*Stored records*

---*---

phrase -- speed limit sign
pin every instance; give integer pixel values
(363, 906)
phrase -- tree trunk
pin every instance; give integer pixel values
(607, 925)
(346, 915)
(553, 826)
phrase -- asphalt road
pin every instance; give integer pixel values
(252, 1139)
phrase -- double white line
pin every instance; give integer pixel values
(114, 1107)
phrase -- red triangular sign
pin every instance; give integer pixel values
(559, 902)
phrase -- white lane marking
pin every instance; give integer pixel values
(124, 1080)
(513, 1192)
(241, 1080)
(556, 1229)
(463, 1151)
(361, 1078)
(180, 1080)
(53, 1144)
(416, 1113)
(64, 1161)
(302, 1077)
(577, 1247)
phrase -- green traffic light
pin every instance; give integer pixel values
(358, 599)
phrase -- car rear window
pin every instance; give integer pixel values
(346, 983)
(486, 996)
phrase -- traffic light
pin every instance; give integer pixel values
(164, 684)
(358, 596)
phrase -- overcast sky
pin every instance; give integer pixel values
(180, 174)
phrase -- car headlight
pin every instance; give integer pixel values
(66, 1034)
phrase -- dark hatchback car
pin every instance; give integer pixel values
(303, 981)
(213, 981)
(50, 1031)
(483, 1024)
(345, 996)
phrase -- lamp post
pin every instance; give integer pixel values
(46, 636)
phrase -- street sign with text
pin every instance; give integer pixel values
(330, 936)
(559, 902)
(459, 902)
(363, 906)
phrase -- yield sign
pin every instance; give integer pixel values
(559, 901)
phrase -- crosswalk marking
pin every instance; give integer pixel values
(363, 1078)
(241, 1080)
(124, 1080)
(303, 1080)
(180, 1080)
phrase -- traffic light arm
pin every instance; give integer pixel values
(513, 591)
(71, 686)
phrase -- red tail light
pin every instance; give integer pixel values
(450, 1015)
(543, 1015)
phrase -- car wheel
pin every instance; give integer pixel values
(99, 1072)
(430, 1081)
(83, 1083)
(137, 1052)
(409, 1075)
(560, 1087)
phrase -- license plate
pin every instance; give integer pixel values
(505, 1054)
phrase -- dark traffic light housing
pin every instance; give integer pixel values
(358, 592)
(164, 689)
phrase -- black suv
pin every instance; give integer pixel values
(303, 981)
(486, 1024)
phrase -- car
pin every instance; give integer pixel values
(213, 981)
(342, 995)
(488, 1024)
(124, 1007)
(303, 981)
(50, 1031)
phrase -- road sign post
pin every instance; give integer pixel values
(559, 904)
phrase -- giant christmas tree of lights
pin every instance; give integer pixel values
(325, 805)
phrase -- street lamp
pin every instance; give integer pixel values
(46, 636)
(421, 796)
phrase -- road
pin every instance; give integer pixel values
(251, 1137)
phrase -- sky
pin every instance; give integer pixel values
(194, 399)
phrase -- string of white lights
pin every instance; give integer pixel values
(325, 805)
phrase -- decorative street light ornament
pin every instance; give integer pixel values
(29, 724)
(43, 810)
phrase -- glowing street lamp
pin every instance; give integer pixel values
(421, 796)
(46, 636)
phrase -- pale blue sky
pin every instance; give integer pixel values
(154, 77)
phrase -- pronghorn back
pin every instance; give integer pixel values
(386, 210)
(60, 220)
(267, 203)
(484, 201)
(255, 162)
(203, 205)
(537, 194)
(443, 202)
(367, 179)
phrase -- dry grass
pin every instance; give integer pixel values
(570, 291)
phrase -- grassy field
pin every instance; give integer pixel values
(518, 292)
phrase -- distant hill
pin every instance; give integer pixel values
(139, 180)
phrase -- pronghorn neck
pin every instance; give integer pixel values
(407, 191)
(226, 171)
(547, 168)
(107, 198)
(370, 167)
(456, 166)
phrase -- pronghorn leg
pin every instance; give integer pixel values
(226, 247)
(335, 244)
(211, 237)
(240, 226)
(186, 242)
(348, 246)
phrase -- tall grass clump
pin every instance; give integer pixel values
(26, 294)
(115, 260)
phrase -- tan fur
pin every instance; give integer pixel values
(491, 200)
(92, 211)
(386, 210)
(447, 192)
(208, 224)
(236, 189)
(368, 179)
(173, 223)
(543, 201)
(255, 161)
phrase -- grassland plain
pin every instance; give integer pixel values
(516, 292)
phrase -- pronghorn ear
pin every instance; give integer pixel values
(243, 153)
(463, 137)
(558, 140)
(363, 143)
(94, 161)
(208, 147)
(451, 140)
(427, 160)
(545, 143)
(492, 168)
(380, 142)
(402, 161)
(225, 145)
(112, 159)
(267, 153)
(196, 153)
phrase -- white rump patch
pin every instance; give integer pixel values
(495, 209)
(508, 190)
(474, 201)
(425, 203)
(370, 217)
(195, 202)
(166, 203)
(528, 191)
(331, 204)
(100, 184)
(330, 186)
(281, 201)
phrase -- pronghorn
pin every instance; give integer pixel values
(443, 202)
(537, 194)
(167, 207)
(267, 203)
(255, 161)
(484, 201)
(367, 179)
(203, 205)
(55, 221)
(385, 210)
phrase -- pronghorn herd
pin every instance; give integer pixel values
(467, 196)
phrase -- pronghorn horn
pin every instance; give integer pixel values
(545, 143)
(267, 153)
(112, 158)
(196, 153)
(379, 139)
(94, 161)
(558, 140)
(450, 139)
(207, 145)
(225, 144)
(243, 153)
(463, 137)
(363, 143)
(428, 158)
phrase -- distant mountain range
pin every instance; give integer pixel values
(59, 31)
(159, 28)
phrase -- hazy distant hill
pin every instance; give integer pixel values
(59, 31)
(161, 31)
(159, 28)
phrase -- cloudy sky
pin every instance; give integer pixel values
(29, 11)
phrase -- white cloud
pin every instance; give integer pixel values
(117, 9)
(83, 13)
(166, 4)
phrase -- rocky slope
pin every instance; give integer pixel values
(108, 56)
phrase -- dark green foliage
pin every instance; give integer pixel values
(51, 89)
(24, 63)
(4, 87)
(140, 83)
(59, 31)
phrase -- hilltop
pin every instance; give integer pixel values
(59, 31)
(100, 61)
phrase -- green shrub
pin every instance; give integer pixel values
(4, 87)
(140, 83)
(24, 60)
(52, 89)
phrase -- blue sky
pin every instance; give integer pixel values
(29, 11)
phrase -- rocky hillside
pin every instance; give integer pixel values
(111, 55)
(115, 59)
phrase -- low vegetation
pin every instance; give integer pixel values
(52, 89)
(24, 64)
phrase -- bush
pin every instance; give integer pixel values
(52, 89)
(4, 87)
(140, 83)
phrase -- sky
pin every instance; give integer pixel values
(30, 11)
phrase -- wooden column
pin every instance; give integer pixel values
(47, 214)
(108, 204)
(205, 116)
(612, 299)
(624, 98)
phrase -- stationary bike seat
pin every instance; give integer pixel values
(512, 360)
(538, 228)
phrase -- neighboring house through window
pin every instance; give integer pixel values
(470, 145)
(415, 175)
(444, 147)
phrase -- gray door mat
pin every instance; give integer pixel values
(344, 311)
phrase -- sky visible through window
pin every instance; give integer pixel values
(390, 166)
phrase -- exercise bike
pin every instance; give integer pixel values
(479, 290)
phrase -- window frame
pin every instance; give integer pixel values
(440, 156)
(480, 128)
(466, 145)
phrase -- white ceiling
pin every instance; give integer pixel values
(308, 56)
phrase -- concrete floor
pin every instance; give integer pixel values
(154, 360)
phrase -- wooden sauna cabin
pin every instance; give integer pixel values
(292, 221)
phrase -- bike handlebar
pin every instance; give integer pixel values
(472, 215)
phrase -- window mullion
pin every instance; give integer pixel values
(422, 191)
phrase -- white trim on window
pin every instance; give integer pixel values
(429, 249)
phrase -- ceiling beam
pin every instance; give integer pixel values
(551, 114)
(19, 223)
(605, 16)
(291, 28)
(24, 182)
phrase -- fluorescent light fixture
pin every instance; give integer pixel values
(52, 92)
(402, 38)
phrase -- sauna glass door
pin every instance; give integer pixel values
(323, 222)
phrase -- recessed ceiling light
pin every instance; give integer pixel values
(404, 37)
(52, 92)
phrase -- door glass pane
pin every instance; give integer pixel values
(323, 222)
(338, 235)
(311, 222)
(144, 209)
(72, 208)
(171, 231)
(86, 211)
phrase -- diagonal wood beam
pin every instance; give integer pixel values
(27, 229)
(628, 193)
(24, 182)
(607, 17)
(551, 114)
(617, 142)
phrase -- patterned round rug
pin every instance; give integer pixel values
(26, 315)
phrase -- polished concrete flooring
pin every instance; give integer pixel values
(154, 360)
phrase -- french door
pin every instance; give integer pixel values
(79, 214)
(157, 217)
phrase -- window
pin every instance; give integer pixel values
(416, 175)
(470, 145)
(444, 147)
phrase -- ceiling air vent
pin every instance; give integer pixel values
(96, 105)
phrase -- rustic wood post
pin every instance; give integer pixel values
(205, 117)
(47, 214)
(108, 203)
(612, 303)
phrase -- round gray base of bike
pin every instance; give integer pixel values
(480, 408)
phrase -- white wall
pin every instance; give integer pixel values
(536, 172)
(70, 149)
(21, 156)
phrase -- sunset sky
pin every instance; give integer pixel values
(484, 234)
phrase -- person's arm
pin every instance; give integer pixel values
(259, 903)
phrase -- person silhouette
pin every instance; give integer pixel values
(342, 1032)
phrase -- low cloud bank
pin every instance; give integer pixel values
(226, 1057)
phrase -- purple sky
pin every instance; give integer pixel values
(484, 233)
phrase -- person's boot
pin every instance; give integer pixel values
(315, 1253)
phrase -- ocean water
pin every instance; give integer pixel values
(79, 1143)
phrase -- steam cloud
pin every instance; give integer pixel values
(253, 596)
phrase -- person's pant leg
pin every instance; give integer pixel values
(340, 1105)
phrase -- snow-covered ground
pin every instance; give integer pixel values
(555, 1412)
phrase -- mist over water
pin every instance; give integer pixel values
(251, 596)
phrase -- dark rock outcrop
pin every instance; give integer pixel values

---*---

*BRIEF*
Rewrite the data from the line containing "phrase -- mist over water" through the final line, substituting "mark each occurrence" for each "pin every instance" and changing nothing else.

*OUTPUT OF THE TASK*
phrase -- mist over water
mark each occurrence; give integer pixel values
(251, 596)
phrase -- dark rock outcrop
mark each occurrence; give integer pixel values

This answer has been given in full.